Report: Older Americans Facing Significant Increases In Mortgage Debt Load

Once upon a time reaching retirement age meant consumers would have less on their plates and more time to enjoy their golden years. Part of that included no longer holding a mortgage. But a refinancing boom during the 2000s and a trend of buying homes later in life has left many older Americans with a substantial amount of mortgage debt.

A snapshot report [PDF] released by the Consumer Financial Protection Bureau highlights the mortgage debt challenges faced by older Americans, including an increase in debt, less affordable housing options and a greater risk of foreclosure.

While older Americans have the highest rate of homeownership of all consumers – 80 percent of the 41 million Americans 65 and older own their home – the percentage of those consumers carrying mortgage debt has grown steadily over the last decade.

Nearly 30% of seniors age 65 and older carry mortgage debt – representing an 8% increase in the last 10 years. Seniors aged 75 and older with mortgage debt nearly doubled during that same time period.

In the last 10 years, the median mortgage debt for seniors increased by 82% from $43,000 to $79,000, while many homeowners have accrued less home equity.

More than 4.4 million retired homeowners with mortgage debt spend 30% of or more of their household income on housing related costs, putting themselves at greater risk for financial harm, the CFPB reports.

Because of these issues the number of seniors facing delinquency and foreclosure has increased. From 2007 to 2011, the number of homeowners ages 65 to 74 who were seriously delinquent in paying their mortgage – meaning they were more than 90 days late or in foreclosure – increased from 0.85% to 4.96%. For homeowners over 75, the increase was from 1.01% to 5.87%.


The CFPB reports older consumers have greater difficulty recovering from foreclosure than their younger counterparts due to their increased incidences of health problems, cognitive impairment, and difficulties returning to the work force.

The report attributes the increases to the refinancing boom of the 2000s and a general trends to buy homes later in life, provide smaller down payments and borrow against the equity of homes to cover other expenses.

(Dataset items)
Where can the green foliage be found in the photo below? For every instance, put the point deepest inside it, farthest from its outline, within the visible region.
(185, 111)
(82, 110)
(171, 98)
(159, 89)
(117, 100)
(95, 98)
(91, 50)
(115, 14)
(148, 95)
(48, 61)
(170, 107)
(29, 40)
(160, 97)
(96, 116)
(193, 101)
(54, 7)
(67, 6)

## [WRITTEN EXERCISE A]
Quote the mortgage debt report word for word, starting at "Report: Older Americans" and ending at "the last decade.".
## [WRITTEN EXERCISE B]
In the mortgage debt report, how much did the median mortgage debt for seniors increase over the last 10 years?
These records were drawn from a separate source.

## [WRITTEN REPLY A]
Report: Older Americans Facing Significant Increases In Mortgage Debt Load

Once upon a time reaching retirement age meant consumers would have less on their plates and more time to enjoy their golden years. Part of that included no longer holding a mortgage. But a refinancing boom during the 2000s and a trend of buying homes later in life has left many older Americans with a substantial amount of mortgage debt.

A snapshot report [PDF] released by the Consumer Financial Protection Bureau highlights the mortgage debt challenges faced by older Americans, including an increase in debt, less affordable housing options and a greater risk of foreclosure.

While older Americans have the highest rate of homeownership of all consumers – 80 percent of the 41 million Americans 65 and older own their home – the percentage of those consumers carrying mortgage debt has grown steadily over the last decade.

## [WRITTEN REPLY B]
It increased by 82%, from $43,000 to $79,000.